* [What you are asked to do] How many lines in the records below contain the word "negative"? Reply with the number alone.

* [Task input]
○ ○ ○ ○

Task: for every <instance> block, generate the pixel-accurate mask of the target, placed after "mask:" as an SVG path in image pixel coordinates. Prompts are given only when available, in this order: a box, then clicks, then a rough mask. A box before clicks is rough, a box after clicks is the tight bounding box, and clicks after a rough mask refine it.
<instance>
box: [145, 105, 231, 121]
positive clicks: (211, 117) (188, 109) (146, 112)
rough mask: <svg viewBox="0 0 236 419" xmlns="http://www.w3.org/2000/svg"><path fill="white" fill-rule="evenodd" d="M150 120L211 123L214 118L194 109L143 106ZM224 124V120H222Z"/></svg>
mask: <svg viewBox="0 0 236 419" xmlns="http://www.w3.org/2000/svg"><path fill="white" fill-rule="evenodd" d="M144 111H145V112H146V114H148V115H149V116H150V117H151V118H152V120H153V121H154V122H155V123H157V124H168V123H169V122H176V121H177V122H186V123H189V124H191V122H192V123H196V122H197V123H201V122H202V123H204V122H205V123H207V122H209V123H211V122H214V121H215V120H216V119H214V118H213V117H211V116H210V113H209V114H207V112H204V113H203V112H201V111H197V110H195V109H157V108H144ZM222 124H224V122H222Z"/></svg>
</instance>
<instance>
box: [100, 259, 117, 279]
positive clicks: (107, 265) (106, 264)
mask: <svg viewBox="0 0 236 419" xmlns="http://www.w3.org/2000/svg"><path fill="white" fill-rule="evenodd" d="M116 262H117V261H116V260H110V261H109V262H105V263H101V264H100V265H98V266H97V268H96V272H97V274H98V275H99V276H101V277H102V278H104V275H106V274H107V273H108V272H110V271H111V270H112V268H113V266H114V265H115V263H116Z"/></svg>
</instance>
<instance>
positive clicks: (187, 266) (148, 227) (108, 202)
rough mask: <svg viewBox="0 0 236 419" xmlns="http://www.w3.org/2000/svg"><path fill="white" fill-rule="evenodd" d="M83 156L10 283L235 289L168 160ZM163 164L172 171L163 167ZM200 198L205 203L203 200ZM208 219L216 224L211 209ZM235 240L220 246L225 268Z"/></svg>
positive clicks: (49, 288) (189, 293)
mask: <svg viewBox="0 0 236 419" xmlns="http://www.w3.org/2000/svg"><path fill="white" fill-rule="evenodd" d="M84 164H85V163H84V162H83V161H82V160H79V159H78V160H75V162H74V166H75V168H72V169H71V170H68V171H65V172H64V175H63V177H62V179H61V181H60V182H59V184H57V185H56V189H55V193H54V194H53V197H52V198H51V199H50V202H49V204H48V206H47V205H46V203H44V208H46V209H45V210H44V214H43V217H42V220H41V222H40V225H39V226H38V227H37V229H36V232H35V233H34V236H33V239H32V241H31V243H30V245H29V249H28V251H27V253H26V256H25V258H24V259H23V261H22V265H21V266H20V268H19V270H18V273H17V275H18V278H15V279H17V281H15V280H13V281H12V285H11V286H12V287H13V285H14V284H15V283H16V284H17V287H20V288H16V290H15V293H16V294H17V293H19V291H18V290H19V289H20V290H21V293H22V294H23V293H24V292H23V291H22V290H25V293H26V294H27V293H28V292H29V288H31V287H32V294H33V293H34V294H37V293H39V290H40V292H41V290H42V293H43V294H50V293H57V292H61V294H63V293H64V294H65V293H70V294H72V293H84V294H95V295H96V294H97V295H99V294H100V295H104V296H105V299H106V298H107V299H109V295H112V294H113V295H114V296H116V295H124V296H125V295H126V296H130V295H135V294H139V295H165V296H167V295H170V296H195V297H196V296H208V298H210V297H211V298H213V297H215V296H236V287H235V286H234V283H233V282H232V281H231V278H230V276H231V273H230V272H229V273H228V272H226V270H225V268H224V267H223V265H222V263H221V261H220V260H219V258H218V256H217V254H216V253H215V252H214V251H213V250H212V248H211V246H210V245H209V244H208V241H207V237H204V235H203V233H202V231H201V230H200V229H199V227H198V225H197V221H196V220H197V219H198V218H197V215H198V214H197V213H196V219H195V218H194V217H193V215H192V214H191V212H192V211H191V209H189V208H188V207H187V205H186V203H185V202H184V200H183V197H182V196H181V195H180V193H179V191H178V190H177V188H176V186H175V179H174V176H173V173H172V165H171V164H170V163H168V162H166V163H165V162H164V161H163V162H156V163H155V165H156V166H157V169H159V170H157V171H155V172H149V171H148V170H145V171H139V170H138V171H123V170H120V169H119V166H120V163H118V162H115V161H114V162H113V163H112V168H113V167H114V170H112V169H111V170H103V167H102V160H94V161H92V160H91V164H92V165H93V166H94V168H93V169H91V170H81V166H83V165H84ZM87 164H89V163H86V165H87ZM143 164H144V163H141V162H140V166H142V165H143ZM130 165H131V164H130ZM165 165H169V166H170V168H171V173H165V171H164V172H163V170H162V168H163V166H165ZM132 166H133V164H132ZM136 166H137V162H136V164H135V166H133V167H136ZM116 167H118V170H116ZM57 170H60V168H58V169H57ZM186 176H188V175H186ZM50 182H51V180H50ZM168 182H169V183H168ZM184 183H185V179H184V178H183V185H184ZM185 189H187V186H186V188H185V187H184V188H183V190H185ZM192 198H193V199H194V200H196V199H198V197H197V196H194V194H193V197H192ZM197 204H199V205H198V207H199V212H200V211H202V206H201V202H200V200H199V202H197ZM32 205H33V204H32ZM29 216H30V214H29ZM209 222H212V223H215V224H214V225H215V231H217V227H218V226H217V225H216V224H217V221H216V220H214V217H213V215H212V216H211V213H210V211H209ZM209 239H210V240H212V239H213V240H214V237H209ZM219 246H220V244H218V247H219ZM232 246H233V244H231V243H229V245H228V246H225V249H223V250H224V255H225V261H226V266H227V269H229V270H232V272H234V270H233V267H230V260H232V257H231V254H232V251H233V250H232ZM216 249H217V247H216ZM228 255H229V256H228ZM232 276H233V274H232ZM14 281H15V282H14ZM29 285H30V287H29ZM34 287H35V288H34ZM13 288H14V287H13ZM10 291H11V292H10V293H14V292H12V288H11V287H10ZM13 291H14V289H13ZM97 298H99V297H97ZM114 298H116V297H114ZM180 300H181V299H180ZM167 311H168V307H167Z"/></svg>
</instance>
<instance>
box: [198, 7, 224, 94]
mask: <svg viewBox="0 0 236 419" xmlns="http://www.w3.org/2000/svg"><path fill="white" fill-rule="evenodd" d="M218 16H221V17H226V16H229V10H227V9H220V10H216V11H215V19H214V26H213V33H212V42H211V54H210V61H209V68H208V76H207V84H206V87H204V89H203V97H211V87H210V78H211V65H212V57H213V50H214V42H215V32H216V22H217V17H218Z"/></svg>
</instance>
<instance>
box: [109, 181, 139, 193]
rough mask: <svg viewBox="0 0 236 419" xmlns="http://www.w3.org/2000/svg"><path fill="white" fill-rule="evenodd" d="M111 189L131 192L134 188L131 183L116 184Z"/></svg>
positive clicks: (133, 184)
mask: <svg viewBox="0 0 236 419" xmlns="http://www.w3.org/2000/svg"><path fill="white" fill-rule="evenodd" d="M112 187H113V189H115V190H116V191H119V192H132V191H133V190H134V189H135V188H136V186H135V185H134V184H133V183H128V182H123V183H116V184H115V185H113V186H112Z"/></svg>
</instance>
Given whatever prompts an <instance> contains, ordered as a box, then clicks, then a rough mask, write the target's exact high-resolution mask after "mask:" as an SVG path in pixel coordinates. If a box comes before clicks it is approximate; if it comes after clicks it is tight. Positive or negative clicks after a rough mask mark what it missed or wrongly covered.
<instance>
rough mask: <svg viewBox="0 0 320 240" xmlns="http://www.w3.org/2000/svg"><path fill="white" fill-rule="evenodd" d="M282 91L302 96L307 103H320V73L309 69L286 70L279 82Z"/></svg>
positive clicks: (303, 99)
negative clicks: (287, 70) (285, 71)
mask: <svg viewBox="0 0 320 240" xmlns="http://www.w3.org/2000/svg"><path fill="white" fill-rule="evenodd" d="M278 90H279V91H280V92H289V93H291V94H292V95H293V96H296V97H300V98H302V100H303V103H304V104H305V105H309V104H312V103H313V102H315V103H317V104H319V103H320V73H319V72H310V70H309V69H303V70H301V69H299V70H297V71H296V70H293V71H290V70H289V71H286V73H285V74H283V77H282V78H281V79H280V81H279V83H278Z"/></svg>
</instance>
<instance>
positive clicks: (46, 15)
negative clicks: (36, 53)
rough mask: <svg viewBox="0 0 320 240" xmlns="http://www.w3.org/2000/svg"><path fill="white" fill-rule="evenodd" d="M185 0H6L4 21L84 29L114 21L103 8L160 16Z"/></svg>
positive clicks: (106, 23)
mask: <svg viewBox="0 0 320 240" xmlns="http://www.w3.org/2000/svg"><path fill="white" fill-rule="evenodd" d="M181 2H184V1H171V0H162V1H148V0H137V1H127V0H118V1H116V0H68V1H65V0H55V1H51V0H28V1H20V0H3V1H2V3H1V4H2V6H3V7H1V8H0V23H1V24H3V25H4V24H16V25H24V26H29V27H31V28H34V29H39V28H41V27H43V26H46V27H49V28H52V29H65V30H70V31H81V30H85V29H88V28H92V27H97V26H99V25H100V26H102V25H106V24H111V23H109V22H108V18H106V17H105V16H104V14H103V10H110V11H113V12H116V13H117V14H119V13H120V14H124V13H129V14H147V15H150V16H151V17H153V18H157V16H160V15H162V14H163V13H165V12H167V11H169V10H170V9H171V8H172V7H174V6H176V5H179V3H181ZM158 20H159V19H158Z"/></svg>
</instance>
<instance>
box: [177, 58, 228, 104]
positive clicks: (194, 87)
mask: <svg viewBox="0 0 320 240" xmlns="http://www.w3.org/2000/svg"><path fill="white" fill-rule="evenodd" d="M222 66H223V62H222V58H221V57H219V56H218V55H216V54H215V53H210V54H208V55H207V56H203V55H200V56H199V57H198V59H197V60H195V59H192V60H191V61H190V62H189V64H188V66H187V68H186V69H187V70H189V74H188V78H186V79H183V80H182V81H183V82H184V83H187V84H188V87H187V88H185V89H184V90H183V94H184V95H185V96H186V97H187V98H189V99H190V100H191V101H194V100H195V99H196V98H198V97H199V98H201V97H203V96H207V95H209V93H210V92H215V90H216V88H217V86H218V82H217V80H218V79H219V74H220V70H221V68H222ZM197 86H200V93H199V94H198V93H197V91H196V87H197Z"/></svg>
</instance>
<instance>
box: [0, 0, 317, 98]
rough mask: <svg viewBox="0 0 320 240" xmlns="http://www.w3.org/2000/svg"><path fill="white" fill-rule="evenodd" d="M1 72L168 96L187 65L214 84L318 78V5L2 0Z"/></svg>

○ ○ ○ ○

* [Result of this exercise] 3